Aim of the task. Copy the data from the line with "of the blue" to the line with "30), (171, 33)]]", swapping "blue tractor" for "red tractor" and keeping everything else the same. Leave the pictures out of your copy.

(Extracted data entries)
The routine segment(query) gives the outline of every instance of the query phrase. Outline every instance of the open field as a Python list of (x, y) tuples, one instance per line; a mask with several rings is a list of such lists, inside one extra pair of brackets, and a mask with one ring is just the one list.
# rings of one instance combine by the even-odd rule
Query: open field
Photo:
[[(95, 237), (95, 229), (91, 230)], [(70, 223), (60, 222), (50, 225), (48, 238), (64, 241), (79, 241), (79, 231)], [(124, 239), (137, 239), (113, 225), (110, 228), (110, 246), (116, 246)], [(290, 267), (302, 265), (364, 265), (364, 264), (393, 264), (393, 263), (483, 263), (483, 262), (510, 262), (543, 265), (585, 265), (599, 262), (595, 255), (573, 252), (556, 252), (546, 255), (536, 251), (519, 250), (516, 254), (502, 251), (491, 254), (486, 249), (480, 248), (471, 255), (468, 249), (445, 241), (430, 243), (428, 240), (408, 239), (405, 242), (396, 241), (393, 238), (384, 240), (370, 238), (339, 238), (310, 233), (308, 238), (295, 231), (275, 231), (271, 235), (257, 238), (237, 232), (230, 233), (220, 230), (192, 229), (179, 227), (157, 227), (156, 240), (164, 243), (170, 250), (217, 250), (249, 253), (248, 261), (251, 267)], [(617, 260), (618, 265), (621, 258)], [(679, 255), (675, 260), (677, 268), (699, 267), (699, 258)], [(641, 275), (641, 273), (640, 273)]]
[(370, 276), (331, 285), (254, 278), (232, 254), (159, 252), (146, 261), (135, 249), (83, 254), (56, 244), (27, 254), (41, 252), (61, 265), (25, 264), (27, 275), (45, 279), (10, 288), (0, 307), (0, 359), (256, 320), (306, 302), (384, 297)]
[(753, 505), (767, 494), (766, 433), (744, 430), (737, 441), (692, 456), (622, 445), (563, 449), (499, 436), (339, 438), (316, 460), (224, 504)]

...

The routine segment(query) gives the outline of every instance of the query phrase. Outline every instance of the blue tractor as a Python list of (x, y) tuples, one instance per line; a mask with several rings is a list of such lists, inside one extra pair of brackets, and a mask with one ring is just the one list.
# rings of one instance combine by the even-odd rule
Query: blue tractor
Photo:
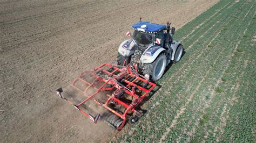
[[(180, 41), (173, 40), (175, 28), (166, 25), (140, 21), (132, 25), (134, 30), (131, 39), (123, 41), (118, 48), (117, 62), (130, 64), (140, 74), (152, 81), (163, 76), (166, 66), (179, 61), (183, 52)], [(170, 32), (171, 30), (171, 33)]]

The answer.
The routine segment(query) gives the outline of every instance of the query phrase. Outline every instance of the red tractor as a Python list of (x, y) tuples, one instance per line; a mask with several rings is a list of such lists, inside one extra pair of brackets, and a mask with one ring is just the one list.
# rings of one instance combine by the even-odd rule
Query: red tractor
Photo:
[[(180, 41), (173, 40), (175, 28), (166, 25), (140, 21), (132, 25), (134, 30), (131, 39), (123, 41), (118, 48), (117, 62), (130, 64), (140, 74), (152, 81), (163, 76), (166, 66), (179, 61), (183, 52)], [(170, 32), (171, 30), (171, 33)]]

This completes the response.